=== What is being asked ===
Locate every line in the records below that contains the string "Target", and copy each of those lines.
----- Input data -----
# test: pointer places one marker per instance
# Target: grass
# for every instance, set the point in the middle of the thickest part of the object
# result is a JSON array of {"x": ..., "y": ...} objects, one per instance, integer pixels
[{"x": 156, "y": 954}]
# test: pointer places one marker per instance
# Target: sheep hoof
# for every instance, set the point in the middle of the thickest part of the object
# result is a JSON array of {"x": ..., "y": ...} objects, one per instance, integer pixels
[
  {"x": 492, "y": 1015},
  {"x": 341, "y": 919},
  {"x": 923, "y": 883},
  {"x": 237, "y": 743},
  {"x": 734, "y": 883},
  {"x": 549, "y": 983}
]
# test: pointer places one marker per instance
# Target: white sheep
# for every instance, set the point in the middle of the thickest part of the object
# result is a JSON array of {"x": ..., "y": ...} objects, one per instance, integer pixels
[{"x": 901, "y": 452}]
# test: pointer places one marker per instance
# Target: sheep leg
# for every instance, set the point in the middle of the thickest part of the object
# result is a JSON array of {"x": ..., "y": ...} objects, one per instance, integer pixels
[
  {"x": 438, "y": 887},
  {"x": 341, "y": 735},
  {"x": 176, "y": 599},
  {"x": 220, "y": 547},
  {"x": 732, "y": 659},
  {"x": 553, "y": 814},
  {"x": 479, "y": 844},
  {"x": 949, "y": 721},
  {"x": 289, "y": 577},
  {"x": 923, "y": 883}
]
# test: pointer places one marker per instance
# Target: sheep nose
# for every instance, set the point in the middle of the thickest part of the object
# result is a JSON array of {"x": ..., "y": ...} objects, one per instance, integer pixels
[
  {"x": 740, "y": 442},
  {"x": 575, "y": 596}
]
-----
=== Complete response ===
# Target: grass
# Target: sheep hoof
# Target: white sheep
# Target: sheep leg
# Target: sheep nose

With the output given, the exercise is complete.